DEINE AUFGABEN
a) Übersetze diesen Satz aus dem Forenthread zur Spieletester-Suche ins Englische: „Du musst kein Profi Spieler sein, alles was du brauchst ist ein PC.“
b) Mach mit dem Forenthread zur Spieletester-Suche dort weiter, wo er aufhört.

# Spieletester gesucht!



## spir-games (24. September 2016)

Hallo, wir Suchen Spieletester.
Du musst kein Profi Spieler sein, alles was du brauchst ist ein PC.
Vergütung nach Stunden, je mehr du Spielst, je mehr verdienst du.
(max. 6std. pro Tag werden Vergütet)

Wenn du also Lust auf Zocken hast, Geld dabei verdienen willst,
schick uns eine Nachricht.
Du musst bei uns nix Anzahlen, oder buchst ein unbekannts Abo.
Eure Spielzeit wird Deatliert aufgelistet/ Vergütet.

Wir freuen uns auf euch.

Wenn es der falsche Bereich ist, bitte verschieben, danke.


----------



## Lukecheater (24. September 2016)

spir-games schrieb:


> Hallo, wir Suchen Spieletester.
> Du musst kein Profi Spieler sein, alles was du brauchst ist ein PC.
> Vergütung nach Stunden, je mehr du Spielst, je mehr verdienst du.
> (max. 6std. pro Tag werden Vergütet)
> ...



Vielleicht das nächste Mal ohne Rechtschreibfehler, wenn man ernst genommen werden will


----------



## spir-games (26. September 2016)

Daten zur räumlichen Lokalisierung
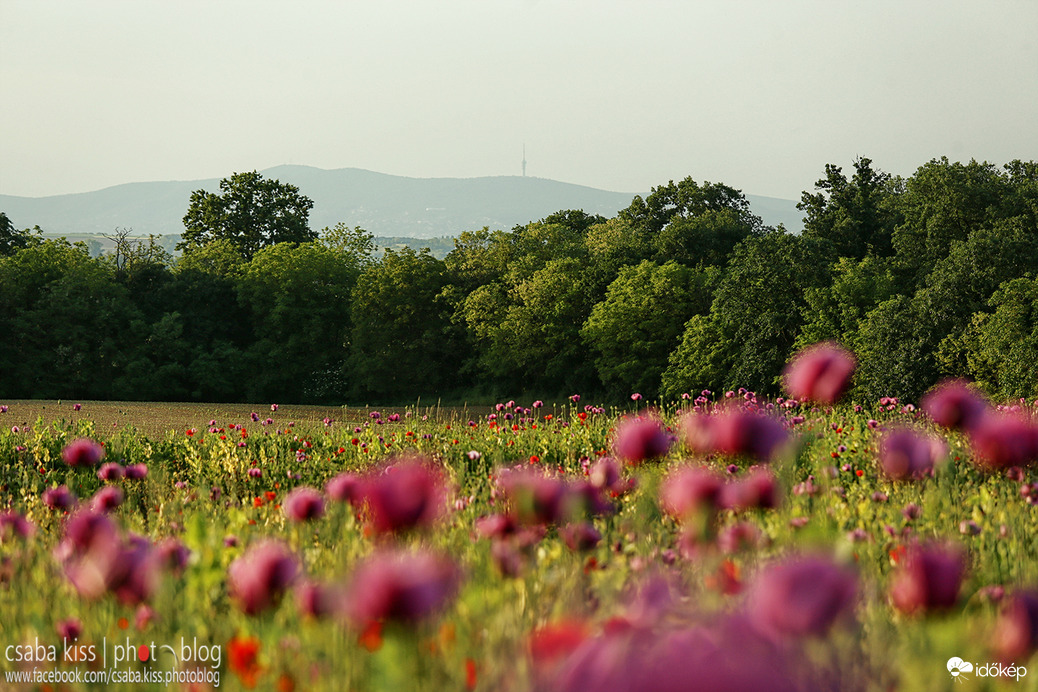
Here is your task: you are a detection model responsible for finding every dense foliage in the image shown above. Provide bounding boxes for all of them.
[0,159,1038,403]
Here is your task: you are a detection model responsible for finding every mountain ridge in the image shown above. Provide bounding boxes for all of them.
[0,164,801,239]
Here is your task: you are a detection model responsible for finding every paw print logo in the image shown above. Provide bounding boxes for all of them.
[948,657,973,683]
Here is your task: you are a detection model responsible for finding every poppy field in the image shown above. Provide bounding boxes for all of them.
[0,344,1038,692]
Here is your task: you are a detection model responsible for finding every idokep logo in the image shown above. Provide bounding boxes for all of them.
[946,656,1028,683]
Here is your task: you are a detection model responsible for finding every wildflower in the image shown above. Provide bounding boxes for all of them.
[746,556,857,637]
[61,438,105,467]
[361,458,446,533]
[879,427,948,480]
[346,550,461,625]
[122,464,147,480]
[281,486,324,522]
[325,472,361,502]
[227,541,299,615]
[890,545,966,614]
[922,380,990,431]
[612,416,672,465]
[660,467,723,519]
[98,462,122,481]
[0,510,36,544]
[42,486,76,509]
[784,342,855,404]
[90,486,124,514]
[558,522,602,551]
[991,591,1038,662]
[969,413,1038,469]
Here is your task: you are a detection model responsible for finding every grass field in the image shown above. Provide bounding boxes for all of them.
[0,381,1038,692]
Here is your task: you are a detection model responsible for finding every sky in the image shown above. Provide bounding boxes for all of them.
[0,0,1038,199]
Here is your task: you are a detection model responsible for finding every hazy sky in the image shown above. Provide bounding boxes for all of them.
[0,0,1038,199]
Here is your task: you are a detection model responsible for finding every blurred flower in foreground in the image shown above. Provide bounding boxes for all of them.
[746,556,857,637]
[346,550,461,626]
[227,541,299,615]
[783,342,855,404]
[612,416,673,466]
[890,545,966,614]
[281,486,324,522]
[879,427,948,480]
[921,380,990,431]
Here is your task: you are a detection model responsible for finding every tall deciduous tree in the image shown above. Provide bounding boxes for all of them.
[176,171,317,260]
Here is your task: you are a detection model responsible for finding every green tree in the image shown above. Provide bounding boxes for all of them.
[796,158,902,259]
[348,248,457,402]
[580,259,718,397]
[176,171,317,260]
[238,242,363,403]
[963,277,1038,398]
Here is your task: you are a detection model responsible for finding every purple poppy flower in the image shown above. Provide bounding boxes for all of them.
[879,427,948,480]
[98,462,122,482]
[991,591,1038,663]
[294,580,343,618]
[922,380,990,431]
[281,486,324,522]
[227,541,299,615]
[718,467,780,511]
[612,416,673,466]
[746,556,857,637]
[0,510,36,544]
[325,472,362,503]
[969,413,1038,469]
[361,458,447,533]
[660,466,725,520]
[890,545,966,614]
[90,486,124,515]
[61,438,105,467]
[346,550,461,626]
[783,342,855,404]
---
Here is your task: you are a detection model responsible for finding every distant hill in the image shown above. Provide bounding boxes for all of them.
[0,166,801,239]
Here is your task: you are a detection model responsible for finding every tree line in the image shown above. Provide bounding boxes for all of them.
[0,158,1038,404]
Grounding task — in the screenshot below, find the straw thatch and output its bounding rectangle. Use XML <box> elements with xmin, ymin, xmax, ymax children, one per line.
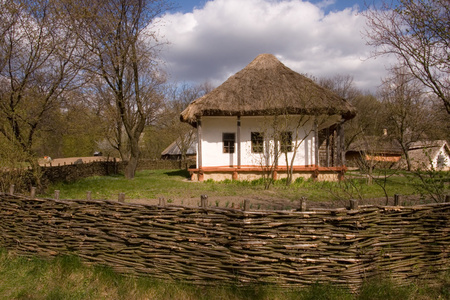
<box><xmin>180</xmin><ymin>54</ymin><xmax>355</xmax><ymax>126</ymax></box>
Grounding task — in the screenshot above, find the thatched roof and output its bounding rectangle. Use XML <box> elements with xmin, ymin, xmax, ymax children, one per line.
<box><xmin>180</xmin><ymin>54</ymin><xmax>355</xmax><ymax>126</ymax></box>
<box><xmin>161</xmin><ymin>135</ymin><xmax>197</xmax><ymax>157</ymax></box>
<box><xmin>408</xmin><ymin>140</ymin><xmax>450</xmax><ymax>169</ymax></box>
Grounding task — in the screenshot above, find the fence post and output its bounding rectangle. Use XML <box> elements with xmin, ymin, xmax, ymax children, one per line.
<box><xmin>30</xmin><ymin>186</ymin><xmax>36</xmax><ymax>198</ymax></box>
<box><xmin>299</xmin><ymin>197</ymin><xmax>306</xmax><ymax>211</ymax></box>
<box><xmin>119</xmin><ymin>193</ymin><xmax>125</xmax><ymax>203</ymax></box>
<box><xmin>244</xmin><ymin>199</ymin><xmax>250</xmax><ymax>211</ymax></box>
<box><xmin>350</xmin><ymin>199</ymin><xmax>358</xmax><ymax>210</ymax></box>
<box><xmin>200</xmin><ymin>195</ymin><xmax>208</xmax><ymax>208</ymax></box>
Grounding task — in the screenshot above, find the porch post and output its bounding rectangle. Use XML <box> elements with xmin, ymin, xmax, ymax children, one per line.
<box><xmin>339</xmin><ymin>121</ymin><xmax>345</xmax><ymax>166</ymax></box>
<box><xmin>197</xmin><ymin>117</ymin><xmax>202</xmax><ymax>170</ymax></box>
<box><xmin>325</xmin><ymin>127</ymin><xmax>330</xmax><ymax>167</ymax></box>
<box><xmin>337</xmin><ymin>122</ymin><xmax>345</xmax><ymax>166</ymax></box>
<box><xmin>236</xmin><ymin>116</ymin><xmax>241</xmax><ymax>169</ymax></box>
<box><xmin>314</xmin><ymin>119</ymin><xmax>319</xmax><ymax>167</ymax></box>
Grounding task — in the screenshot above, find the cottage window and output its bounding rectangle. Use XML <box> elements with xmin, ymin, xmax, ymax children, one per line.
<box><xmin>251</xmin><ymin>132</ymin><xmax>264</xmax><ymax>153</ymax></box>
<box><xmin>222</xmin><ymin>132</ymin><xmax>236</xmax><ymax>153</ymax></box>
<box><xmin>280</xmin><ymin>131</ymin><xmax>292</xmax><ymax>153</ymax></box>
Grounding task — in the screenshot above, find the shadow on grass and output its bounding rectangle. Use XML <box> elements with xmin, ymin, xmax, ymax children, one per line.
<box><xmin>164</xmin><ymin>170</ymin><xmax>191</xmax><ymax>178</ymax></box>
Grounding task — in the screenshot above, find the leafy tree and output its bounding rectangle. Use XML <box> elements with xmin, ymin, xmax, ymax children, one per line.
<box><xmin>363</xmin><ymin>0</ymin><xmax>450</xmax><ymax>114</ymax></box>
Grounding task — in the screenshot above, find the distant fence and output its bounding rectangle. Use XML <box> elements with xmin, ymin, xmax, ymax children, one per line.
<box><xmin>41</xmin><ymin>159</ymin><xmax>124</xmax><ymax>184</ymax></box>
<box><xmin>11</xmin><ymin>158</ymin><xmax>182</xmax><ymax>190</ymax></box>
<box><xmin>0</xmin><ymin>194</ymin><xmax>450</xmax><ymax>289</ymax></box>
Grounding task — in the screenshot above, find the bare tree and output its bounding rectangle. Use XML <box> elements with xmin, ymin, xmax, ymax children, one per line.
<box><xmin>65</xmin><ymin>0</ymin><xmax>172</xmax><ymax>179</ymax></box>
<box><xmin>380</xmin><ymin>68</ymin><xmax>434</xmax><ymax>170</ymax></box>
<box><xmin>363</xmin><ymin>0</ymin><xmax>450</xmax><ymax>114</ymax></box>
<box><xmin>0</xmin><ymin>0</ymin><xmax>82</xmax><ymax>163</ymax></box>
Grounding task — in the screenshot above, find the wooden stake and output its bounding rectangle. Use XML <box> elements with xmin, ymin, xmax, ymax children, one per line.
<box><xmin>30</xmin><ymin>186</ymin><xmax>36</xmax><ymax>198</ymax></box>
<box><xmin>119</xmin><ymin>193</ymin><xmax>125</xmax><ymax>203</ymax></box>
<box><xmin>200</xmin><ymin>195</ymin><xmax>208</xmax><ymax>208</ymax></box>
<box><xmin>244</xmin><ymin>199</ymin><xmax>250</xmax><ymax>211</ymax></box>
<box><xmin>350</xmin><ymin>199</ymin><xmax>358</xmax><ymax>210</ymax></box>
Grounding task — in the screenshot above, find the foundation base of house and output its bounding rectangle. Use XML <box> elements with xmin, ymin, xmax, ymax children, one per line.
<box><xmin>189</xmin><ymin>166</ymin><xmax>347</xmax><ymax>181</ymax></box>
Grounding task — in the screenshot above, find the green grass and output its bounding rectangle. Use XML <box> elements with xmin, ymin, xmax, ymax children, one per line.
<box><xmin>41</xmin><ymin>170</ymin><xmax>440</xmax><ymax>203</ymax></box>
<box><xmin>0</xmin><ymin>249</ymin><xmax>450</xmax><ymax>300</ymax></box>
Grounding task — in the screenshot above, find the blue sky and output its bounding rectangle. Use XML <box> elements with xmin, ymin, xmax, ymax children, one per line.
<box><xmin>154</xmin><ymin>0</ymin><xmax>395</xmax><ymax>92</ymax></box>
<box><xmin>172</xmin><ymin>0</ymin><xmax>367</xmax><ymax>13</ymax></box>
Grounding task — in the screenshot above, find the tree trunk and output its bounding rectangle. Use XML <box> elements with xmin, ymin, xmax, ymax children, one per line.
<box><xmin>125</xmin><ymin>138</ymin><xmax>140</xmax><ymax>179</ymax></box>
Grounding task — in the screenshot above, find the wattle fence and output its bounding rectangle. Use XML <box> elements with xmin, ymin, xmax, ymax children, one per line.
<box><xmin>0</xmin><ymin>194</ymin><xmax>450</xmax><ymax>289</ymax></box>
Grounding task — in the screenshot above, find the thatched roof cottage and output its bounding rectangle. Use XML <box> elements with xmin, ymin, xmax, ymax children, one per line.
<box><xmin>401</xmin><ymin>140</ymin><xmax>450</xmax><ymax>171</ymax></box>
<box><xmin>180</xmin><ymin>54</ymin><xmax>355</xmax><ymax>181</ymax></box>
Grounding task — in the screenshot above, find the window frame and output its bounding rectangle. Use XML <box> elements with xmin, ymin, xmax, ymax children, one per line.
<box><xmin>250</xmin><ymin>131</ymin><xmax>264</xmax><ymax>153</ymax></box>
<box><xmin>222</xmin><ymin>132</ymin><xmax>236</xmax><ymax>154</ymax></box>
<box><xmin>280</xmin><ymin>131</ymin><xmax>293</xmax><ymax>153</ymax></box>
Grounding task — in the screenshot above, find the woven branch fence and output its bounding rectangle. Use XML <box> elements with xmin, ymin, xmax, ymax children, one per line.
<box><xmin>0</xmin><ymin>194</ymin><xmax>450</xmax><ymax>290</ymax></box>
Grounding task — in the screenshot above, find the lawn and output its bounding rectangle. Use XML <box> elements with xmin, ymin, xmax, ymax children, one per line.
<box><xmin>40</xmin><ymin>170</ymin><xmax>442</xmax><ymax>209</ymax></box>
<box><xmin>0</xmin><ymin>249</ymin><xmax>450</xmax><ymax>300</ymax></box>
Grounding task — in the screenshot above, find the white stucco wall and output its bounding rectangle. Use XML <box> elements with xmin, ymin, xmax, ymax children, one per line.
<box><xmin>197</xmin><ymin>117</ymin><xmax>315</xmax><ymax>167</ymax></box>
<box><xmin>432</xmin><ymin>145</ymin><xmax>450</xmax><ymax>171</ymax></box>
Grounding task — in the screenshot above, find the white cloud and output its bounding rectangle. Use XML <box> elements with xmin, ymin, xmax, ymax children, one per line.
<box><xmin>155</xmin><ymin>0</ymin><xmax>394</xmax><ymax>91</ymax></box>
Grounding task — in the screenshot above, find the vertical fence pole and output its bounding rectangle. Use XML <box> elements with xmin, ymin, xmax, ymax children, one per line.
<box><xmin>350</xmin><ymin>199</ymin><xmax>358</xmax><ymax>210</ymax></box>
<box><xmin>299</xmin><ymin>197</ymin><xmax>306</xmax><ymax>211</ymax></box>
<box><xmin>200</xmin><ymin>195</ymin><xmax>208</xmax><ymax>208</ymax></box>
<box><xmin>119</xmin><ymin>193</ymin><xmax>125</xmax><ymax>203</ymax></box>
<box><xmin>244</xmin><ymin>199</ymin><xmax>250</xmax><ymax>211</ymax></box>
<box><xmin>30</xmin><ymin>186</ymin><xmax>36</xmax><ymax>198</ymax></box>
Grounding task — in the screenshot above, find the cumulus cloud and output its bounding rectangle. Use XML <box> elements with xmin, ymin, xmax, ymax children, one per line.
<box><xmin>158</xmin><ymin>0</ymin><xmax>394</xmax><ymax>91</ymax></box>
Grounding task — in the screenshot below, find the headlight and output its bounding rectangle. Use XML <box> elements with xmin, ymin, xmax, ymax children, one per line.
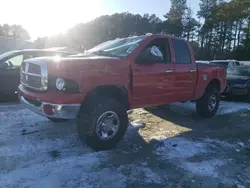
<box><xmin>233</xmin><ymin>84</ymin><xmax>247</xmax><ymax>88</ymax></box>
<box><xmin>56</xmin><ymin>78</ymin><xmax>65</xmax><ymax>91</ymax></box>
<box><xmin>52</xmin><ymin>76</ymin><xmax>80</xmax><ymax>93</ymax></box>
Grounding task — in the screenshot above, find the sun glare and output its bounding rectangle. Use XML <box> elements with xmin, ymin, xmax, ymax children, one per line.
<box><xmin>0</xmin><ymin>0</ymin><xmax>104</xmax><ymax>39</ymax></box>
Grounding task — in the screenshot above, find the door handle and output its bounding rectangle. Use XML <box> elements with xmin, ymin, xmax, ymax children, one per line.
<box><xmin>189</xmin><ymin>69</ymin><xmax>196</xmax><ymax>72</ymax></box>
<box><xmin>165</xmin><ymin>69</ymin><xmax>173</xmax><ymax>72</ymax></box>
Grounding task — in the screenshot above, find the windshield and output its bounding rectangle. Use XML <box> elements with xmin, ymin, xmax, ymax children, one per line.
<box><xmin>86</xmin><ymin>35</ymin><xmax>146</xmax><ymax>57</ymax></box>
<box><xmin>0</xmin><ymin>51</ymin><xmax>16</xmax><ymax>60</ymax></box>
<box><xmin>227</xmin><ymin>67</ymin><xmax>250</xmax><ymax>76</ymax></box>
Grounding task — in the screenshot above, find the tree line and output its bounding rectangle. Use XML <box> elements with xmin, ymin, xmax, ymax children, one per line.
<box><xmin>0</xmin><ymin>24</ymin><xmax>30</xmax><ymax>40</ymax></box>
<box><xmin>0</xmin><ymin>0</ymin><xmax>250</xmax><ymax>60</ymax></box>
==
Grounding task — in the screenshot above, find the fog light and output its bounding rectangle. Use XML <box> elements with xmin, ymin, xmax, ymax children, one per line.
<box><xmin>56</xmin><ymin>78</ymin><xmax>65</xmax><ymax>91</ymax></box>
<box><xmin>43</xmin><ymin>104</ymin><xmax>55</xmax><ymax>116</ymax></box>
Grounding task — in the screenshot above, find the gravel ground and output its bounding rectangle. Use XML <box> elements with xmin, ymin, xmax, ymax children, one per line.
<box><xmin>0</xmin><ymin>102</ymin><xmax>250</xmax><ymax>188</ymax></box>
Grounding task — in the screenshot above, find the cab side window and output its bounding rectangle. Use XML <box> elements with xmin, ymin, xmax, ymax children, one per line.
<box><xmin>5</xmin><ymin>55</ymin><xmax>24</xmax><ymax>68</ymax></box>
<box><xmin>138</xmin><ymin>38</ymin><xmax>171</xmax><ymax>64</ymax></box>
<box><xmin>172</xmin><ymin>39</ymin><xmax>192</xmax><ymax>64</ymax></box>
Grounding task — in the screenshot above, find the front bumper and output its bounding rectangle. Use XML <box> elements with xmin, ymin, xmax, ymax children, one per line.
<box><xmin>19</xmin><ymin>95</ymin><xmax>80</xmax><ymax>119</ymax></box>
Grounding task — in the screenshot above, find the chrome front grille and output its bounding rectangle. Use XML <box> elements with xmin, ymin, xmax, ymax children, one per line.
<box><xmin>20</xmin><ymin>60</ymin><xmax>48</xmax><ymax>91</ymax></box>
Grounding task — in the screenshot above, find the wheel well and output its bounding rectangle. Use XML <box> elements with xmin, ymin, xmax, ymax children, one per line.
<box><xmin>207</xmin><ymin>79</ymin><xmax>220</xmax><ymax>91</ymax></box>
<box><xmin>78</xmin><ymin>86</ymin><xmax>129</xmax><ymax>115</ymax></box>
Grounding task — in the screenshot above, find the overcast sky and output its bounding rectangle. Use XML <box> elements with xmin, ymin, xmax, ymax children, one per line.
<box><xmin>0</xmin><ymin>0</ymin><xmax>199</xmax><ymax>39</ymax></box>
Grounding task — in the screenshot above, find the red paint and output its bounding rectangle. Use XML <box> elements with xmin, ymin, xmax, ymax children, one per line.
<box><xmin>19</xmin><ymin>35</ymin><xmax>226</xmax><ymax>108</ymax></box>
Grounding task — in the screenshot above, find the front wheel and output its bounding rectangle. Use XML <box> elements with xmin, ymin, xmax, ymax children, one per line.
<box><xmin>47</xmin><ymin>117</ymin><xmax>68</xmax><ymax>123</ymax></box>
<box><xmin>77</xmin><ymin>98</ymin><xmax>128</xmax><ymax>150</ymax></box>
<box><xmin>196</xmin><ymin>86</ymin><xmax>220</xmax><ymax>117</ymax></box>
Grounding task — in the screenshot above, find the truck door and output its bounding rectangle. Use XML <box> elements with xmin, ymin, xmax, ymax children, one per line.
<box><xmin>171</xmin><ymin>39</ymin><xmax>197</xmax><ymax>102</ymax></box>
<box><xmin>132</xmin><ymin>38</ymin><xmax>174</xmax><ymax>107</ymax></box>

DIE ANTWORTEN
a) You don't have to be a professional gamer; all you need is a PC.

b)
Sry nicht jeder ist Perfekt.

Homepage:


----------



## Seegurkensalat (26. September 2016)

spir-games schrieb:


> Sry nicht jeder ist Perfekt.
> 
> Homepage:



Sieht irgendwie merkwürdig aus. Kein Impressum, kein Name, keine Telefonnummer, keinerlei Angabe zur Verdiensthöhe, Links zu Facebook, Twitter und Co. führen alle nur zu Startseite zurück.


----------



## Rabowke (26. September 2016)

... merkwürdige Geschichte.

Ich schließ den Thread, sollte nochmal diese "Homepage" verlinkt werden ... wird der Account gelöscht.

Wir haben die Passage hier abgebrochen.